GIVEN RECORDS:
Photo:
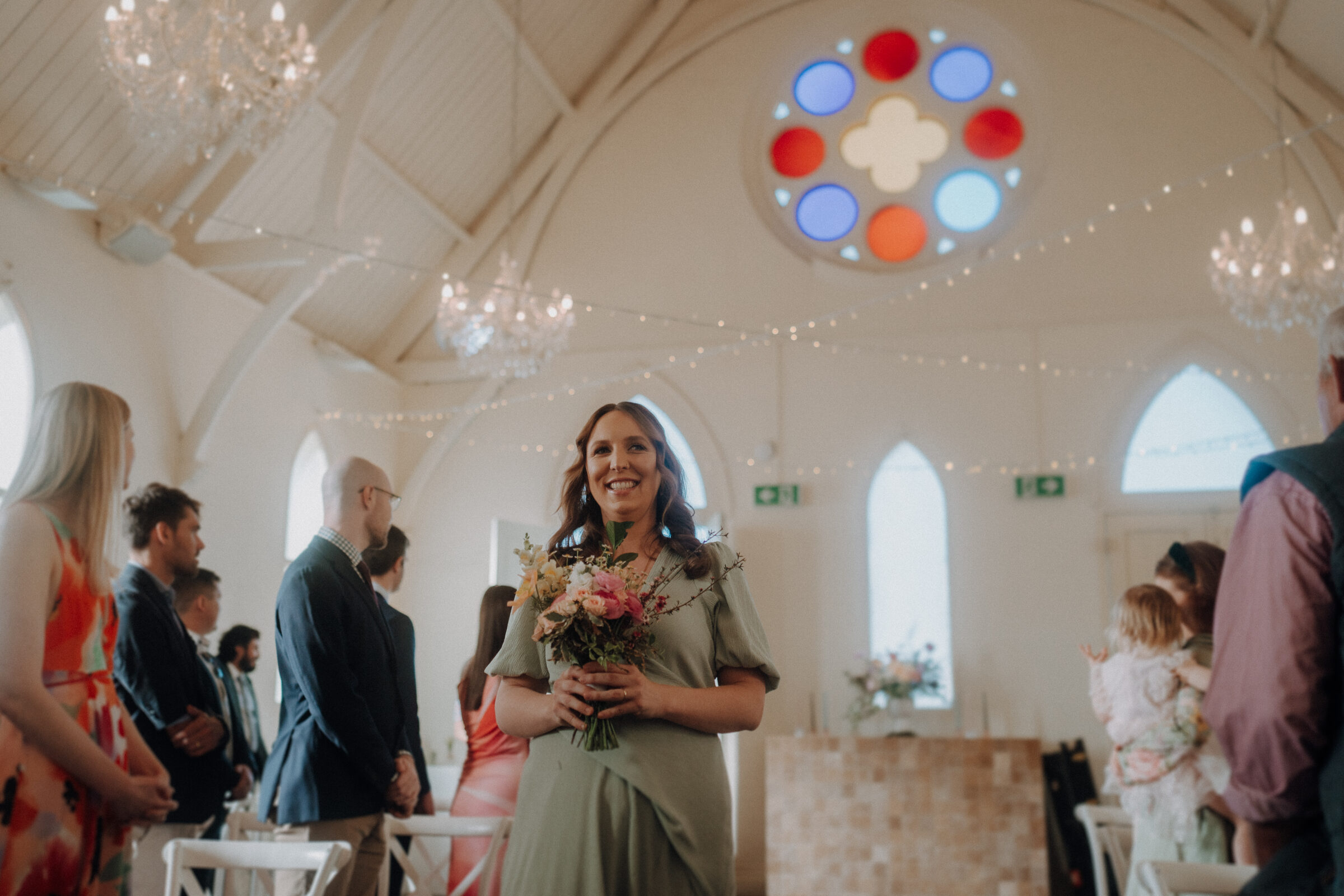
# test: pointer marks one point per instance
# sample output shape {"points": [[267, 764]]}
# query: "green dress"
---
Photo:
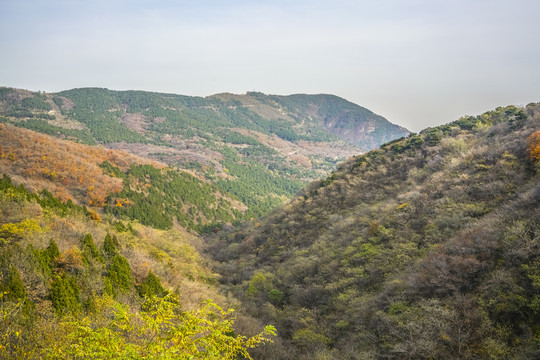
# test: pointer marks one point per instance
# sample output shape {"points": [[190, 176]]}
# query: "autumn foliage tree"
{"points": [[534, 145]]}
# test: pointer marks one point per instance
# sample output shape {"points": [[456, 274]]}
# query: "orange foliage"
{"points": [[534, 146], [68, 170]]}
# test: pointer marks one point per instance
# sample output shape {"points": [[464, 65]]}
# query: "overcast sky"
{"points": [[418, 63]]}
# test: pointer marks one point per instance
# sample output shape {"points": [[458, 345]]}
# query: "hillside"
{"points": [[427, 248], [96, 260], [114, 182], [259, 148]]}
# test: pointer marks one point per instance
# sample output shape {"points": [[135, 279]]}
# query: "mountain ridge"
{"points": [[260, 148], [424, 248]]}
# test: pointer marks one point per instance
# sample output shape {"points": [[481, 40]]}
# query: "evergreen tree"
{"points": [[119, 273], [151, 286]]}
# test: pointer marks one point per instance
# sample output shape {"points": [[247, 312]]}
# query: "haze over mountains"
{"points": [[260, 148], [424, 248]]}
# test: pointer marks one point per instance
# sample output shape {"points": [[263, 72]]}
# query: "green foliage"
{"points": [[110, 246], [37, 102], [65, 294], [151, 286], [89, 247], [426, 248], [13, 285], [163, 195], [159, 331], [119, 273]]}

YOUR GOAL:
Locate every line in the listing above that contains the string "query", treating uppercase and lowercase as different, and copy each of those lines.

FINAL ANSWER:
# query: "green dress"
# query: "autumn foliage tree"
# query: "orange foliage"
# query: "overcast sky"
# query: "hillside"
# query: "mountain ridge"
# query: "evergreen tree"
# query: "haze over mountains"
# query: "green foliage"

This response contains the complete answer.